What is needed: The records are to be copied word for word, and the pictures dropped.

+++ Data for this exercise

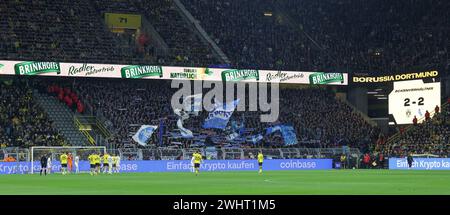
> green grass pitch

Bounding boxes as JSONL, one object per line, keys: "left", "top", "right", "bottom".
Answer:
{"left": 0, "top": 170, "right": 449, "bottom": 195}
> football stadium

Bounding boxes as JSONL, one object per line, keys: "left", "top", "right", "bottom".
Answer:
{"left": 0, "top": 0, "right": 449, "bottom": 202}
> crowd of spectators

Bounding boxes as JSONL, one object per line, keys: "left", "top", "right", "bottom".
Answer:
{"left": 74, "top": 78, "right": 175, "bottom": 148}
{"left": 181, "top": 0, "right": 309, "bottom": 70}
{"left": 65, "top": 77, "right": 379, "bottom": 152}
{"left": 0, "top": 78, "right": 66, "bottom": 149}
{"left": 0, "top": 0, "right": 219, "bottom": 67}
{"left": 279, "top": 88, "right": 379, "bottom": 151}
{"left": 386, "top": 102, "right": 449, "bottom": 157}
{"left": 1, "top": 0, "right": 447, "bottom": 73}
{"left": 281, "top": 0, "right": 449, "bottom": 73}
{"left": 132, "top": 0, "right": 219, "bottom": 67}
{"left": 0, "top": 0, "right": 133, "bottom": 64}
{"left": 0, "top": 0, "right": 447, "bottom": 160}
{"left": 0, "top": 75, "right": 445, "bottom": 160}
{"left": 182, "top": 0, "right": 449, "bottom": 72}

++++++

Solved problem:
> green grass pitch

Bounding boxes as JSONL, one object per line, keys: "left", "top", "right", "bottom".
Answer:
{"left": 0, "top": 170, "right": 449, "bottom": 195}
> football stadium

Bounding boxes as JSONL, one object per line, keys: "left", "top", "right", "bottom".
Answer:
{"left": 0, "top": 0, "right": 449, "bottom": 202}
> crowd of spectators

Bounding boxes as JSONL, one object per line, keys: "left", "top", "right", "bottom".
Answer:
{"left": 74, "top": 78, "right": 175, "bottom": 148}
{"left": 181, "top": 0, "right": 309, "bottom": 70}
{"left": 65, "top": 77, "right": 379, "bottom": 152}
{"left": 0, "top": 78, "right": 66, "bottom": 149}
{"left": 0, "top": 0, "right": 219, "bottom": 67}
{"left": 279, "top": 88, "right": 379, "bottom": 151}
{"left": 386, "top": 102, "right": 449, "bottom": 157}
{"left": 1, "top": 0, "right": 447, "bottom": 73}
{"left": 281, "top": 0, "right": 449, "bottom": 73}
{"left": 132, "top": 0, "right": 219, "bottom": 67}
{"left": 0, "top": 0, "right": 133, "bottom": 64}
{"left": 0, "top": 0, "right": 447, "bottom": 160}
{"left": 0, "top": 75, "right": 445, "bottom": 160}
{"left": 182, "top": 0, "right": 449, "bottom": 72}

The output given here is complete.